→ **WRITTEN PROBLEM**
Please rewrite every listing below as a numbered list of its lines, leaving out the blank lines.

Begin MATERIAL SUPPLIED

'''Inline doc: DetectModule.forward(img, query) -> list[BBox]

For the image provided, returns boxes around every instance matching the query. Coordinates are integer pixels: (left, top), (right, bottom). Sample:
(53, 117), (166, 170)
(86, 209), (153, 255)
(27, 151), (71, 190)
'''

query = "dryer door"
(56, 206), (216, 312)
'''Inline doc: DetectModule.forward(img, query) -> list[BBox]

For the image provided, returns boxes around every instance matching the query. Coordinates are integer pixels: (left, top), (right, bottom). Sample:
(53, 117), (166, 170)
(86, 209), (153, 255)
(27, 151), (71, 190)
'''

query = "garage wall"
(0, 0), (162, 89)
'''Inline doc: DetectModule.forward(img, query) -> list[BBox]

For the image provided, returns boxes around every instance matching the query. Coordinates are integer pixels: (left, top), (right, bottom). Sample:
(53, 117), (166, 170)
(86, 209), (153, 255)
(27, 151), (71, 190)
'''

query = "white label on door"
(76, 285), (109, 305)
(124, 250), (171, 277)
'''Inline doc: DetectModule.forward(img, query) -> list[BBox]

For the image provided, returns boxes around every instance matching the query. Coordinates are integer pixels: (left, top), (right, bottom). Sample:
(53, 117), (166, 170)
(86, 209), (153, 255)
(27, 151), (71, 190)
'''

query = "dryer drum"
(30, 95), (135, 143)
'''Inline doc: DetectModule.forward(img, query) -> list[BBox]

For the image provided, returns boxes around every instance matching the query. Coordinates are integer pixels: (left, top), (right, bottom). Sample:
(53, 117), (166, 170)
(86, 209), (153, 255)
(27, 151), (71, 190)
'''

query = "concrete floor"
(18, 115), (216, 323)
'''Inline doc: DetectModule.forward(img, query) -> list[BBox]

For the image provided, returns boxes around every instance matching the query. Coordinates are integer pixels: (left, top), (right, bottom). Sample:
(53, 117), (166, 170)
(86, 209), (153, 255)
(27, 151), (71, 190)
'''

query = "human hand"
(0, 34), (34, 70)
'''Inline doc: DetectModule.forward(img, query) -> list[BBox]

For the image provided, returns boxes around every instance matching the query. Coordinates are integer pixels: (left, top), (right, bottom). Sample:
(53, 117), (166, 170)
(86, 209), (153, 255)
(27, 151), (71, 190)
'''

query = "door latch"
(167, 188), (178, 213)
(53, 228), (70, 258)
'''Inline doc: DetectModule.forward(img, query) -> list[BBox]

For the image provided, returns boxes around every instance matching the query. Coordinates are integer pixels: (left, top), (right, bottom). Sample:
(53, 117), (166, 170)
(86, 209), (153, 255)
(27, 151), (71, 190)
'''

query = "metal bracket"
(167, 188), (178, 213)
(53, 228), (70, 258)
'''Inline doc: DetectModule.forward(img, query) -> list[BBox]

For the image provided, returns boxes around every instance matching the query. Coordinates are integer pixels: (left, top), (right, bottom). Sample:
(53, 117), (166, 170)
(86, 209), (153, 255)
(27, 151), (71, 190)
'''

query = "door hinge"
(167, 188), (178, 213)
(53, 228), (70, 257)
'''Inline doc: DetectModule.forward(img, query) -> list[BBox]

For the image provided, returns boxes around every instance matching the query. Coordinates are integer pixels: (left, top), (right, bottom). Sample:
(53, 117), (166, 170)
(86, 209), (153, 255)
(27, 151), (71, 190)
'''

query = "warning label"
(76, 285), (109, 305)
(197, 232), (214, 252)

End MATERIAL SUPPLIED

→ **ANSWER TO THE EXERCISE**
1. '''Inline doc: DetectModule.forward(img, query) -> list[BBox]
2. For the image provided, returns boxes around every instance matching the query. Coordinates are integer pixels: (left, top), (right, bottom). Sample:
3. (53, 117), (166, 170)
4. (86, 209), (153, 255)
5. (27, 151), (71, 190)
6. '''
7. query = "dryer door"
8. (56, 206), (216, 312)
9. '''Inline doc: DetectModule.forward(img, query) -> list[BBox]
10. For the image provided, returns boxes around every instance matching the query. Coordinates are integer pixels: (left, top), (right, bottom). Sample:
11. (53, 117), (166, 170)
12. (86, 209), (153, 255)
13. (27, 151), (71, 190)
14. '''
15. query = "garage wall"
16. (0, 0), (162, 89)
17. '''Inline doc: DetectModule.forward(img, query) -> list[BBox]
18. For the image provided, returns boxes around every instance matching the query. Coordinates are integer pixels: (left, top), (right, bottom). Sample:
19. (53, 117), (166, 170)
20. (86, 209), (153, 255)
21. (27, 151), (71, 190)
22. '''
23. query = "white label on door"
24. (76, 285), (109, 305)
25. (124, 250), (171, 277)
26. '''Inline doc: DetectModule.forward(img, query) -> list[BBox]
27. For the image provided, returns boxes around every instance matching the query. Coordinates are integer pixels: (left, top), (right, bottom). Sample:
28. (53, 117), (166, 170)
29. (86, 209), (153, 255)
30. (27, 151), (71, 190)
31. '''
32. query = "dryer drum"
33. (30, 95), (135, 143)
34. '''Inline doc: DetectModule.forward(img, query) -> list[BBox]
35. For the image provided, returns boxes around every instance matching the query. Coordinates are integer pixels: (left, top), (right, bottom). Sample:
36. (53, 117), (166, 170)
37. (86, 209), (153, 255)
38. (27, 151), (71, 190)
39. '''
40. query = "concrete floor"
41. (18, 115), (216, 323)
42. '''Inline doc: DetectModule.forward(img, query) -> list[BBox]
43. For the image provided, returns boxes around every instance matching the query. Coordinates are integer pixels: (left, top), (right, bottom). Sample:
44. (53, 117), (166, 170)
45. (86, 209), (153, 255)
46. (27, 151), (71, 190)
47. '''
48. query = "human hand"
49. (0, 34), (34, 70)
50. '''Inline doc: DetectModule.forward(img, query) -> list[BBox]
51. For the image provided, returns boxes around every instance matching the query. Coordinates are integer pixels: (left, top), (right, bottom). Sample:
52. (53, 117), (166, 170)
53. (86, 209), (153, 255)
54. (27, 151), (71, 190)
55. '''
56. query = "door latch"
57. (167, 188), (178, 213)
58. (53, 228), (70, 258)
59. '''Inline doc: DetectModule.forward(img, query) -> list[BBox]
60. For the image provided, returns boxes around every instance matching the query. Coordinates are integer pixels: (left, top), (right, bottom). Sample:
61. (53, 117), (166, 170)
62. (86, 209), (153, 255)
63. (27, 151), (71, 190)
64. '''
65. query = "metal bracket"
66. (167, 188), (178, 213)
67. (53, 228), (70, 258)
68. '''Inline doc: DetectModule.forward(img, query) -> list[BBox]
69. For the image provided, returns boxes around every instance matching the query. Coordinates are integer pixels: (left, top), (right, bottom). Sample:
70. (53, 117), (166, 170)
71. (86, 209), (153, 255)
72. (27, 151), (71, 190)
73. '''
74. query = "door hinge"
75. (167, 188), (178, 213)
76. (53, 228), (70, 257)
77. '''Inline doc: DetectModule.forward(img, query) -> list[BBox]
78. For the image provided, returns boxes around every instance matching the query. Coordinates are integer pixels: (left, top), (right, bottom). Sample:
79. (53, 117), (166, 170)
80. (86, 209), (153, 255)
81. (27, 151), (71, 190)
82. '''
83. query = "warning label"
84. (76, 285), (109, 305)
85. (197, 232), (214, 252)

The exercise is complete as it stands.